Anyway, they moved out, and the landlord wanted to rent the rest of the house as one unit, and so “asked” me to move into the back room.  Most people would like this, I guess, because it is a bit bigger and there is an “en suite” bathroom, but the shower is tiny, and I’m going to have to go out of my area of the house to use the kitchen (including the refrigerator) and the laundry room, into the area that’s supposedly being rented “en bloc” to the other people.  I also am going to need to enter and exit at the back of the house, walking through sand and dirt to get there.

It’s far from a concentration camp or anything, but I wish I had just rented someplace a lot closer to work in the first place, or taken up my father’s offer to stay with him and my mother and sister after getting out of work release, to do my writing and spend time with them in their final years and so on.

I elected not to do that partly because my soon-to-be housemate was counting on me, but mainly because I hoped that by staying in/returning to Florida, I would be able to see and spend time with my own children.  That’s a bit of an unpleasant joke, looking back on it.  My kids didn’t want to see and spend time with me; my son doesn’t even want to interact with me*.  I could have forced visitation, but by the time I was done with work release, my children were both well into their teens, and more than capable of knowing and expressing what their preferences were.  I was hardly going to try to use the law—of which I had become less of a fan than previously in my life—to coerce them to disrupt their lives when they would only resent it.

I’ve never felt it acceptable to force my presence on others if I could help it; I dislike myself too much to think I’m doing anyone anything but a disservice by pressing myself upon people’s lives, even from a distance.  I had, in fact, just expected that my kids would want to see and spend time with me.  This, it turns out, was a foolish notion, which is not unusual for me.  I don’t understand people very well, it seems, including even my own children, whom I love more than anyone or anything else in the universe.

So, I missed out on the last few years of my parents’ lives, other than phone calls, and I’ve continued to miss out on my kids’ lives, including their entire teenage years and now into their early twenties (so far).  My brother and sister are in Michigan and Ohio, in that order, and they have their own lives and families.  And I’m still here in what I refer to as America’s syphilitic penis**, commuting a stupid distance daily to a job where at least I honestly like my boss and many of my coworkers.

▶ _Task objective_:
Retype the housing and family passage without alteration, starting with "It’s far from" and going on through "years and so on.". The items placed after the housing and family passage are separate material and bear no relation to it.

(Stored items)
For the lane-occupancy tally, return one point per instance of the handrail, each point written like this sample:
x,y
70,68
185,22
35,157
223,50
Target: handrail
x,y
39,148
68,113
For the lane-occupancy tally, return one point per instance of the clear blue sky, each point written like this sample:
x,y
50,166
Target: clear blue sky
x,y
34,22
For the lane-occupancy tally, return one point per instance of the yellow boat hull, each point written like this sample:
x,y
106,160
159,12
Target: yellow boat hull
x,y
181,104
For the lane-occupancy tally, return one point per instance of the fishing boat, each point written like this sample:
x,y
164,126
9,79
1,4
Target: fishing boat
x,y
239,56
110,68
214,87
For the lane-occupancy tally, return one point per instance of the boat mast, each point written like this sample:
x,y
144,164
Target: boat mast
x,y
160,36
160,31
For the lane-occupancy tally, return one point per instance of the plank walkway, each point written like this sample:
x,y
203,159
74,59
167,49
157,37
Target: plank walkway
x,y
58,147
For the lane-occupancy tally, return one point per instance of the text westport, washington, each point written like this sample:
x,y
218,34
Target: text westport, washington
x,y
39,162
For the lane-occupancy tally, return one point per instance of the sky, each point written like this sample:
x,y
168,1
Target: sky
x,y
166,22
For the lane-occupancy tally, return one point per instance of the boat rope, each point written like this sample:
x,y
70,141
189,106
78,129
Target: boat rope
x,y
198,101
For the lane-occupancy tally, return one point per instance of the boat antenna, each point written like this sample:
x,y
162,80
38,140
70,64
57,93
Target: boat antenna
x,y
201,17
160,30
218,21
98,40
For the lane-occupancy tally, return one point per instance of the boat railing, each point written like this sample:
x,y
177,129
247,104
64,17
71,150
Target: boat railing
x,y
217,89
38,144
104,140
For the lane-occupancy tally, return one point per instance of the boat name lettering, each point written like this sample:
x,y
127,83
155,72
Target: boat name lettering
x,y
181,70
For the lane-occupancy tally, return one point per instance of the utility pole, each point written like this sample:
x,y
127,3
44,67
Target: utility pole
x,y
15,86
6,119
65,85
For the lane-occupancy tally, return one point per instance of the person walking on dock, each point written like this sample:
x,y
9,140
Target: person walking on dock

▶ _Solution for this task_:
It’s far from a concentration camp or anything, but I wish I had just rented someplace a lot closer to work in the first place, or taken up my father’s offer to stay with him and my mother and sister after getting out of work release, to do my writing and spend time with them in their final years and so on.